PROBLEM TO WORK ON.
Retype the following data exactly, but leave its pictures out.

(Annotated photo localization data)
◇ ◇ ◇ ◇ ◇ ◇ ◇

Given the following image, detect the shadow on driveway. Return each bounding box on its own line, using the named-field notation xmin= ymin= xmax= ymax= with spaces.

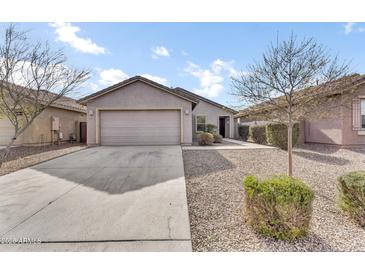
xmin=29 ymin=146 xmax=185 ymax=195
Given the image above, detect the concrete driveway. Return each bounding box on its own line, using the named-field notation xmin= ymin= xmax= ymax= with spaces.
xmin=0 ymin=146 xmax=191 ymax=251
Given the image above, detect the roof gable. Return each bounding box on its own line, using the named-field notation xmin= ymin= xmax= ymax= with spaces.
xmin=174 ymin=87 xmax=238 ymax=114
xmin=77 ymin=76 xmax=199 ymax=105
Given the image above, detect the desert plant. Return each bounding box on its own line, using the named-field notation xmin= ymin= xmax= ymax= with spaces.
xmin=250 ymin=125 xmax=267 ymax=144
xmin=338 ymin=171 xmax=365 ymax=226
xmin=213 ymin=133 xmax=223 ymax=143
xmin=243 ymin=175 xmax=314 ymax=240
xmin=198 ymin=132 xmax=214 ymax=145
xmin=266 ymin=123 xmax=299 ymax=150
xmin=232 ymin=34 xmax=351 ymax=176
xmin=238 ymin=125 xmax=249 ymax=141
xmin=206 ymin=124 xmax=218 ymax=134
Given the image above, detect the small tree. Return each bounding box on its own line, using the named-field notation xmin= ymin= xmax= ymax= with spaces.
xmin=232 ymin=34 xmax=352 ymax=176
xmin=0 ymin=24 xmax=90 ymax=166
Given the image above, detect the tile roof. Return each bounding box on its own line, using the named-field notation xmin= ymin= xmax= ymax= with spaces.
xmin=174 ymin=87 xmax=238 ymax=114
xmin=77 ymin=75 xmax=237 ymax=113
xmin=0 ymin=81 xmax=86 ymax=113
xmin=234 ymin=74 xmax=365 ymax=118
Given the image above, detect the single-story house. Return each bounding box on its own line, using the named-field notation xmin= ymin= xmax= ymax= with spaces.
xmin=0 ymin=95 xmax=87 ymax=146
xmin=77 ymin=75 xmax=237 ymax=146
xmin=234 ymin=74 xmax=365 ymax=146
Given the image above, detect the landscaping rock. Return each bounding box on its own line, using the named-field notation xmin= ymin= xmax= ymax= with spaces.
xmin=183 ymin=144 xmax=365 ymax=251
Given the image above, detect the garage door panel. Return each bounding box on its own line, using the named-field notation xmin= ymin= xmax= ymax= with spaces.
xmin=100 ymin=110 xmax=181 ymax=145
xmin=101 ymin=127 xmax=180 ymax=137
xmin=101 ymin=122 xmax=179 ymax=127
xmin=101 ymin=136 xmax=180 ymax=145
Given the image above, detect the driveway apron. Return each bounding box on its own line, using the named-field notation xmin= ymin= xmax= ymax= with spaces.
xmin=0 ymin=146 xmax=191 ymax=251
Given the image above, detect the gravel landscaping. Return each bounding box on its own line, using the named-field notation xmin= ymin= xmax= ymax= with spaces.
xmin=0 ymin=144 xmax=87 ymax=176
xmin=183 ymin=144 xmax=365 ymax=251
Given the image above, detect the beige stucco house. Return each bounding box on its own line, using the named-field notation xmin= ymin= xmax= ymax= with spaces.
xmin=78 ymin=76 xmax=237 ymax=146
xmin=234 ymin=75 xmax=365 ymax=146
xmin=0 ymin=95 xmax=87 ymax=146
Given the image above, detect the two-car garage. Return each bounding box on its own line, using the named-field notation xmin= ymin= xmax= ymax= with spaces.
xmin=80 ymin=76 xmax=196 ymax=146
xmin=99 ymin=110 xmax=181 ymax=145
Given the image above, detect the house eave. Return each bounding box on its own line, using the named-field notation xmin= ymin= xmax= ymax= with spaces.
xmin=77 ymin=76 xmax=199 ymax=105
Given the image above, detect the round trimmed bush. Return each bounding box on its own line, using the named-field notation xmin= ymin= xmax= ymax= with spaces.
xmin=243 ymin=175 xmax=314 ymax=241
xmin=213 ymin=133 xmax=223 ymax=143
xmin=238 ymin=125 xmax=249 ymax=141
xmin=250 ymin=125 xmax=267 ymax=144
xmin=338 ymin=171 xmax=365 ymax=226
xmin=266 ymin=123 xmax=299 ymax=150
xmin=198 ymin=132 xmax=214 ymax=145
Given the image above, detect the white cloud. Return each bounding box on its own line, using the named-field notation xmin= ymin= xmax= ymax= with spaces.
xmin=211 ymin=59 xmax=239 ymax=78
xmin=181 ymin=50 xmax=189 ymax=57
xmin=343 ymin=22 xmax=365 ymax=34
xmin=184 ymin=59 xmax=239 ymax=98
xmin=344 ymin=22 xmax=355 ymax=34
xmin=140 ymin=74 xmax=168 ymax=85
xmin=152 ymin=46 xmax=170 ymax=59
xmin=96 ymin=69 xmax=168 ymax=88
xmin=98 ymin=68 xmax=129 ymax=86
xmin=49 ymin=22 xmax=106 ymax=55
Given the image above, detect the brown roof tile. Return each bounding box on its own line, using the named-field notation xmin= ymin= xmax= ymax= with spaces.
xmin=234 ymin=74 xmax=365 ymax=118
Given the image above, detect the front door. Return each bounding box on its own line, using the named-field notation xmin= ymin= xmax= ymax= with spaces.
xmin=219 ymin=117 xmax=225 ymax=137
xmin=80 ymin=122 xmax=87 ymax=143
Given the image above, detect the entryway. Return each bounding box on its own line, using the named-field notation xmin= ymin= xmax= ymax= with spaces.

◇ ◇ ◇ ◇ ◇ ◇ ◇

ANSWER AREA.
Given the following image, detect the shadow on driveway. Return each bounding box on its own line, using the named-field notation xmin= ymin= xmax= ymax= with spaces.

xmin=29 ymin=146 xmax=185 ymax=195
Given the image above, detect the concrete driveway. Return each bounding box on its own line, using the named-field notation xmin= ymin= xmax= ymax= with spaces.
xmin=0 ymin=146 xmax=191 ymax=251
Given the image above, detect the roof gable. Return each bounding box on its own line, using the named-field notation xmin= ymin= xmax= ymax= with spaces.
xmin=174 ymin=87 xmax=238 ymax=114
xmin=77 ymin=76 xmax=199 ymax=105
Given the image above, detect the desert plant. Return each bounding box on its own line, using the named-field notation xmin= ymin= xmax= ymax= with spaces.
xmin=250 ymin=125 xmax=267 ymax=144
xmin=338 ymin=171 xmax=365 ymax=226
xmin=213 ymin=133 xmax=223 ymax=143
xmin=243 ymin=175 xmax=314 ymax=240
xmin=198 ymin=132 xmax=214 ymax=145
xmin=266 ymin=123 xmax=299 ymax=150
xmin=232 ymin=34 xmax=351 ymax=176
xmin=238 ymin=125 xmax=249 ymax=141
xmin=206 ymin=124 xmax=218 ymax=134
Given the image above, detect the small tree. Return each bounding box on its own line, using the named-field notation xmin= ymin= xmax= ymax= with spaces.
xmin=232 ymin=34 xmax=352 ymax=176
xmin=0 ymin=24 xmax=90 ymax=166
Given the image above, detect the tile roof. Return each bounding box on its own line, using the named-field notation xmin= ymin= xmax= ymax= with spaces.
xmin=174 ymin=87 xmax=238 ymax=114
xmin=77 ymin=75 xmax=237 ymax=113
xmin=0 ymin=81 xmax=86 ymax=113
xmin=234 ymin=74 xmax=365 ymax=118
Given the image above, detect the single-story house. Return each bounding box on its own line, using the named-field notation xmin= ymin= xmax= ymax= with spaces.
xmin=0 ymin=95 xmax=87 ymax=146
xmin=77 ymin=75 xmax=237 ymax=146
xmin=234 ymin=74 xmax=365 ymax=146
Given the image above, detect the landscaping rock. Return each bounding box on its own line, using the named-field notation xmin= ymin= xmax= ymax= with spaces.
xmin=183 ymin=144 xmax=365 ymax=251
Given the image above, detect the garage door panel. Return each bounding box on its own line, using the named-field notation xmin= ymin= xmax= ymax= with spaces.
xmin=100 ymin=110 xmax=181 ymax=145
xmin=101 ymin=127 xmax=180 ymax=137
xmin=101 ymin=122 xmax=179 ymax=127
xmin=101 ymin=136 xmax=180 ymax=145
Given the image above, detect the driveway apron. Return each bounding box on its own line, using the named-field notation xmin= ymin= xmax= ymax= with spaces.
xmin=0 ymin=146 xmax=191 ymax=251
Given the image above, detect the gravel landscaping. Return each bounding box on its own line, using the named-field notation xmin= ymin= xmax= ymax= with spaces.
xmin=0 ymin=144 xmax=87 ymax=176
xmin=183 ymin=144 xmax=365 ymax=251
Given the image above, detect the beige stucco house. Return each bounding box on its own line, using the named-field notation xmin= ymin= xmax= ymax= with spaces.
xmin=78 ymin=76 xmax=237 ymax=146
xmin=234 ymin=75 xmax=365 ymax=146
xmin=0 ymin=95 xmax=87 ymax=146
Given the image above, detect the two-car garage. Return each bounding box on its own line, using the named-field notation xmin= ymin= xmax= ymax= with spaces.
xmin=80 ymin=76 xmax=196 ymax=146
xmin=99 ymin=110 xmax=181 ymax=145
Given the image above, detect the house eave. Return each bounding box on its own line, using the named-field notation xmin= ymin= xmax= ymax= with spaces.
xmin=77 ymin=76 xmax=199 ymax=105
Given the image above, detect the round trimmed bush. Return each bounding box on its own line, using the named-field notation xmin= ymin= xmax= ymax= with spaces.
xmin=243 ymin=175 xmax=314 ymax=241
xmin=213 ymin=133 xmax=223 ymax=143
xmin=238 ymin=125 xmax=249 ymax=141
xmin=250 ymin=125 xmax=267 ymax=144
xmin=338 ymin=171 xmax=365 ymax=226
xmin=266 ymin=123 xmax=299 ymax=150
xmin=198 ymin=132 xmax=214 ymax=145
Given the image above, detect the white cloud. Return each bounding box on its own line, using the named-field notation xmin= ymin= xmax= ymax= with spaces.
xmin=211 ymin=59 xmax=239 ymax=78
xmin=181 ymin=50 xmax=189 ymax=57
xmin=343 ymin=22 xmax=365 ymax=34
xmin=184 ymin=59 xmax=239 ymax=98
xmin=344 ymin=22 xmax=355 ymax=34
xmin=140 ymin=74 xmax=168 ymax=85
xmin=152 ymin=46 xmax=170 ymax=59
xmin=96 ymin=69 xmax=168 ymax=88
xmin=98 ymin=68 xmax=129 ymax=86
xmin=49 ymin=22 xmax=106 ymax=55
Given the image above, detect the brown roof tile. Return each bounding box on its own line, using the named-field notation xmin= ymin= xmax= ymax= with spaces.
xmin=234 ymin=74 xmax=365 ymax=118
Given the image above, detect the front door. Return each bounding box on its own line, using the named-field notation xmin= ymin= xmax= ymax= with spaces.
xmin=219 ymin=117 xmax=225 ymax=137
xmin=80 ymin=122 xmax=87 ymax=143
Given the image above, detect the entryway. Return each bounding box on its own line, using the named-field notation xmin= ymin= xmax= ymax= with spaces.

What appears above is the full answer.